> Schriftliche Aufgabe 1
Geben Sie den Absatz des folgenden Textauszugs, der mit „Zu kompliziert, zu viele astronomische Metaphern?“ beginnt, verkürzt als Stichpunktliste wieder. Die wesentlichen Aussagen müssen erhalten bleiben.
***** Textauszug
Zu kompliziert, zu viele astronomische Metaphern? Ach, es ist so langweilig und so unwichtig, Handlung nachzuerzählen für einen Roman, in dem es nicht um menschliche Handlungen geht (jedenfalls nicht primär), sondern um den Wandel von Planeten und Menschen; um die unverstandenen, aber: desto wirksameren Anziehungs- und Abstoßungskräfte zwischen Menschen, gezeigt am Beispiel der Liebe; und um, wenn man es mehr philosophisch-abstrakt sagen will: das Äquivalenzverhältnis von Physik und Religion im Blick auf ihre Funktion für den Menschen und die Stellung des Menschen in der Welt. Enlightenment nämlich, Aufklärung: ermöglichen beide, sie ermöglichen es sogar gleichzeitig für die gleiche Person. Sie schließen sich nicht aus, nein; sie sind die beiden Brennpunkte innerhalb der Ellipse, deren Mittelpunkt der Mensch bildet. Und mal ist man näher an dem einen, und mal ist man näher an dem anderen; Erleuchtung, Aufklärung, das sind nur zwei Begriffe für die gleiche Erfahrung, und beide sind: Formen des Nicht-Sicher-Wissens. Denn am Ende kommt es nicht auf Wissen oder Sicherheit an; worauf es ankommt, ist – aber das wäre jetzt ein Spoiler. Oder doch nicht? Na gut, verraten wir die letzte Zeile. Sie lautet: You are her. You are here. You are here.
**********
***** Die Eingabe
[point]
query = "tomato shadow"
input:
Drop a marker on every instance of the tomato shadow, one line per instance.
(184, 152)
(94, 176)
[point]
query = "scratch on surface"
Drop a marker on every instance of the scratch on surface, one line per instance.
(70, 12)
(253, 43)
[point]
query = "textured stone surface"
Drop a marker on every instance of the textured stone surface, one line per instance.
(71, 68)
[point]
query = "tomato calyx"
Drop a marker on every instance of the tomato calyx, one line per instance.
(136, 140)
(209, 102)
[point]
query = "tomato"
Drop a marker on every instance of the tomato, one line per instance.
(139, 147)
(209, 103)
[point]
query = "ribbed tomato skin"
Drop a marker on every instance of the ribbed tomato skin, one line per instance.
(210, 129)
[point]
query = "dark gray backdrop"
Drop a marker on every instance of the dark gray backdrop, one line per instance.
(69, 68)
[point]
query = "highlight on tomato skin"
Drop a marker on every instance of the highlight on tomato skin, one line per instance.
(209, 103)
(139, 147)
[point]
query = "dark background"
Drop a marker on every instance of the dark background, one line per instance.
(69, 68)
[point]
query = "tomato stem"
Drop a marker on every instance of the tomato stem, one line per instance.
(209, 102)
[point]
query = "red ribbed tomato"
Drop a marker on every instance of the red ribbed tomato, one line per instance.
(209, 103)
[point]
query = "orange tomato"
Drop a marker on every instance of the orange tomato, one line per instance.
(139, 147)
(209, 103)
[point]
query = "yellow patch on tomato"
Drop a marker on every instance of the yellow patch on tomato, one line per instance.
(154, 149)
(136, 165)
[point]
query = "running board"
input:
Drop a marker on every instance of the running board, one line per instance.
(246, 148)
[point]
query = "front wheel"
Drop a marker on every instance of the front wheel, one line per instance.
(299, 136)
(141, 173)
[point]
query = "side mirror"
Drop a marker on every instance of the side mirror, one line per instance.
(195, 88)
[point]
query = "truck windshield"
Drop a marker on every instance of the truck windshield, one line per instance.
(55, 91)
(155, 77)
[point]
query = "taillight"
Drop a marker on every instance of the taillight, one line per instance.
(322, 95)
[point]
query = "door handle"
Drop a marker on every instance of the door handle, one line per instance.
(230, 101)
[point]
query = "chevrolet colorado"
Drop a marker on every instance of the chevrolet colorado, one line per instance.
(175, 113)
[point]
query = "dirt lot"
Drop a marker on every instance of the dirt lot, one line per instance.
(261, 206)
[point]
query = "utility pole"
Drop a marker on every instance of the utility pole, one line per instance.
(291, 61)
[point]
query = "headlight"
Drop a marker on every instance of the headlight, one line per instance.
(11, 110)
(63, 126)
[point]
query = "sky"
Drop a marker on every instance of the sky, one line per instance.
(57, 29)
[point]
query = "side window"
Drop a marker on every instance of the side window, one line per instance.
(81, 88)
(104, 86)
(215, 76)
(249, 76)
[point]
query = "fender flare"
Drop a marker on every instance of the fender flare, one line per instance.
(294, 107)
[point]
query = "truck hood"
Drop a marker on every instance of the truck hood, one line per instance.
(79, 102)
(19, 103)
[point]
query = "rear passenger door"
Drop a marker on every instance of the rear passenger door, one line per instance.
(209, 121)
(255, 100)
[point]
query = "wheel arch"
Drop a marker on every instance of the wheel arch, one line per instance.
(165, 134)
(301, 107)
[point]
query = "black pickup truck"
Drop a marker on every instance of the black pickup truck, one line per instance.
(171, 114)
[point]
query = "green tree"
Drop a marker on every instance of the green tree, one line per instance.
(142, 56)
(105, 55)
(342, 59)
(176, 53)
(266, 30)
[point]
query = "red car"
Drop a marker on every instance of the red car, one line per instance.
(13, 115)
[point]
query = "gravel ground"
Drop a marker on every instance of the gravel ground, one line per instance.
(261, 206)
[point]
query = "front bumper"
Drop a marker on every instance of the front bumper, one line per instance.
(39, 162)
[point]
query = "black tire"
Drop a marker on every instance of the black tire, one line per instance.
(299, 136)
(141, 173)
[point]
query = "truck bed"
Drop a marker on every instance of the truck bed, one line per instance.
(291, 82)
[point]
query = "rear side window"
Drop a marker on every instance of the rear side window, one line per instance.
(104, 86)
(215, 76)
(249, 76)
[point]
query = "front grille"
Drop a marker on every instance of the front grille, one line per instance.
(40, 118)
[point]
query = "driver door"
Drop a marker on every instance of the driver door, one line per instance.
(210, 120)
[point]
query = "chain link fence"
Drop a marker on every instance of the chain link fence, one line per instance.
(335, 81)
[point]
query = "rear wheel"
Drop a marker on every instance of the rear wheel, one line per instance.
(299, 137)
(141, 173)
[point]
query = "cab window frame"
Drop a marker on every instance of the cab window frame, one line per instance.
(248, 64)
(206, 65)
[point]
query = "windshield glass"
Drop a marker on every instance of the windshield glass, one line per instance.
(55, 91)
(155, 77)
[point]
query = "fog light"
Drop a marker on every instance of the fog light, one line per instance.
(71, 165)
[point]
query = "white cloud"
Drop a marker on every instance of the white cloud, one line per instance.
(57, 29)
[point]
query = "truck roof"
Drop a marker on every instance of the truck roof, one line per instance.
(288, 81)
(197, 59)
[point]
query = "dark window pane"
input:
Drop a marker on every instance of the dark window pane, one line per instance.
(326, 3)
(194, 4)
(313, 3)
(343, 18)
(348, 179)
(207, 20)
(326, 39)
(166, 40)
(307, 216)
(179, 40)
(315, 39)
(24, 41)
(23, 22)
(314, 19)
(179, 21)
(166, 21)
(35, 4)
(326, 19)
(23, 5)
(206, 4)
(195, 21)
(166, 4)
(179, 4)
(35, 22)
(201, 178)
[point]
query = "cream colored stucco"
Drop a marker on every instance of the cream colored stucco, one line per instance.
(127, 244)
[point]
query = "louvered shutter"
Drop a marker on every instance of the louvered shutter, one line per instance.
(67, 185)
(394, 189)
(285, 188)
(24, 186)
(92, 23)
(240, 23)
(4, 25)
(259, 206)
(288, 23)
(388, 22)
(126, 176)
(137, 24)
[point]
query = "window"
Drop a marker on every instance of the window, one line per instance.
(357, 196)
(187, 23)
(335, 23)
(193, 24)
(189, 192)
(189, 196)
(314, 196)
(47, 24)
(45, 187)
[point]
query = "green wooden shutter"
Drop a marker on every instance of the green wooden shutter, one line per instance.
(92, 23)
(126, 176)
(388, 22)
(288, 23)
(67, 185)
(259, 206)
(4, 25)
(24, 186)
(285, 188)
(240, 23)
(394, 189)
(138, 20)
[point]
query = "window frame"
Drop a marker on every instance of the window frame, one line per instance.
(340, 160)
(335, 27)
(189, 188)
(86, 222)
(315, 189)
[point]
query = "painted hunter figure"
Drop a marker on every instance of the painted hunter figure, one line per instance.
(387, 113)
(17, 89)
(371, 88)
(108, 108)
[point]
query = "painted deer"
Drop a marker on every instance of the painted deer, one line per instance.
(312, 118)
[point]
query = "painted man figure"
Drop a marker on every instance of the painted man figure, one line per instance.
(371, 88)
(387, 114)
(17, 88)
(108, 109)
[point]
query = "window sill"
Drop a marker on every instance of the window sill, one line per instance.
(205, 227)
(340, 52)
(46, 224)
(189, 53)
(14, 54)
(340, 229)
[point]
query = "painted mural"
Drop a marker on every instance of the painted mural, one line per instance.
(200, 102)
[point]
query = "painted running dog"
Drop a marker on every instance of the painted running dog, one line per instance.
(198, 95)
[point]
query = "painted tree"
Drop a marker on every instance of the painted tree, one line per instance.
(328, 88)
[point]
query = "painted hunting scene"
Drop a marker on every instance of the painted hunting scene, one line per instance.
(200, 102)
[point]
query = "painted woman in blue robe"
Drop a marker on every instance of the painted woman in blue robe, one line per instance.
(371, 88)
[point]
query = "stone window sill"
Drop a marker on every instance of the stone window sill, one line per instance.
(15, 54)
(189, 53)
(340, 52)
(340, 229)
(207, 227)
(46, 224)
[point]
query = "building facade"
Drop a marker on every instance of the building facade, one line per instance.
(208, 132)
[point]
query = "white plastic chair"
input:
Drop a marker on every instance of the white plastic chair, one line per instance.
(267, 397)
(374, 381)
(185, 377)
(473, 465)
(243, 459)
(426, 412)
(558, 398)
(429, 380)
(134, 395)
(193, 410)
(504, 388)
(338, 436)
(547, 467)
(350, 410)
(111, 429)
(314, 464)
**********
> Schriftliche Aufgabe 2
Ermitteln Sie alle Zeilen der obigen Auflistung, in denen die Zeichenfolge „scratch“ vorkommt, und schreiben Sie diese Zeilen ab. Achten Sie dabei auf Groß- und Kleinschreibung.

> Lösung 1
- Die Handlung nachzuerzählen ist langweilig und unwichtig, weil es in dem Roman nicht primär um menschliche Handlungen geht.
- Themen des Romans:
  - der Wandel von Planeten und Menschen
  - die unverstandenen, aber wirksamen Anziehungs- und Abstoßungskräfte zwischen Menschen, gezeigt am Beispiel der Liebe
  - das Äquivalenzverhältnis von Physik und Religion im Blick auf ihre Funktion für den Menschen und seine Stellung in der Welt
- Physik und Religion ermöglichen beide Aufklärung (Enlightenment), sogar gleichzeitig für dieselbe Person. Sie schließen sich nicht aus.
- Sie sind die zwei Brennpunkte einer Ellipse, deren Mittelpunkt der Mensch bildet. Man ist mal dem einen, mal dem anderen näher.
- Erleuchtung und Aufklärung sind zwei Begriffe für dieselbe Erfahrung. Beide sind Formen des Nicht-Sicher-Wissens.
- Am Ende kommt es nicht auf Wissen oder Sicherheit an.
- Die letzte Zeile des Romans lautet: „You are her. You are here. You are here.“

> Lösung 2
query = "scratch on surface"
Drop a marker on every instance of the scratch on surface, one line per instance.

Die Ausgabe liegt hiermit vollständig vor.